TASK REQUIREMENTS: Put the rows below into a numbered list, skipping any blank lines and leaving the pictures out.

EXERCISE MATERIAL:

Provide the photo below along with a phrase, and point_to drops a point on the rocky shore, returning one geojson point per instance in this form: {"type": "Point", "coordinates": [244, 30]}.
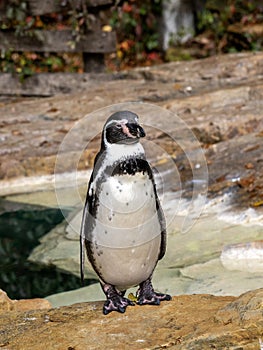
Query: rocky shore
{"type": "Point", "coordinates": [221, 101]}
{"type": "Point", "coordinates": [189, 322]}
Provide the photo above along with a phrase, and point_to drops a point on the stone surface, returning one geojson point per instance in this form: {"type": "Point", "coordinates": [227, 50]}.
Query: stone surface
{"type": "Point", "coordinates": [187, 322]}
{"type": "Point", "coordinates": [6, 304]}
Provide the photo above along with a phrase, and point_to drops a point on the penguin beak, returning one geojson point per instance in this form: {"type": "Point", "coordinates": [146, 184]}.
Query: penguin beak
{"type": "Point", "coordinates": [135, 130]}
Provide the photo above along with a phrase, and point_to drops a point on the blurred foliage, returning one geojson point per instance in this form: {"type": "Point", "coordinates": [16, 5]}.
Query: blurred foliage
{"type": "Point", "coordinates": [20, 232]}
{"type": "Point", "coordinates": [137, 26]}
{"type": "Point", "coordinates": [222, 26]}
{"type": "Point", "coordinates": [231, 26]}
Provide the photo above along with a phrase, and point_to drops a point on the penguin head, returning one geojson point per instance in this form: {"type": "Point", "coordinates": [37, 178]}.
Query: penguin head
{"type": "Point", "coordinates": [122, 128]}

THE OUTPUT:
1. Provide the photo below along with a phrase, and point_to drops a point on the rocky shore, returning one geojson point per instance in this form: {"type": "Point", "coordinates": [244, 30]}.
2. Query: rocky shore
3. {"type": "Point", "coordinates": [221, 101]}
4. {"type": "Point", "coordinates": [189, 322]}
5. Provide the photo above along with a phrase, and point_to drops a point on the stone surface, returning one geojson point per instance in this form: {"type": "Point", "coordinates": [227, 50]}.
6. Query: stone surface
7. {"type": "Point", "coordinates": [187, 322]}
8. {"type": "Point", "coordinates": [6, 304]}
9. Provide the photo above along with a phrase, and point_to drops a point on the penguin beak, returning one geojson point per instance in this form: {"type": "Point", "coordinates": [146, 184]}.
10. Query: penguin beak
11. {"type": "Point", "coordinates": [135, 130]}
12. Provide the photo above along with a phrase, and point_to drops a point on the blurred foliage, returning one geojson point per instance in this form: {"type": "Point", "coordinates": [16, 5]}.
13. Query: blurred foliage
14. {"type": "Point", "coordinates": [20, 232]}
15. {"type": "Point", "coordinates": [137, 26]}
16. {"type": "Point", "coordinates": [222, 26]}
17. {"type": "Point", "coordinates": [231, 26]}
18. Provide the photo above along with a phrase, and point_to drops a point on the penguin head, returning one geojson point per instance in this form: {"type": "Point", "coordinates": [37, 178]}.
19. Query: penguin head
20. {"type": "Point", "coordinates": [122, 128]}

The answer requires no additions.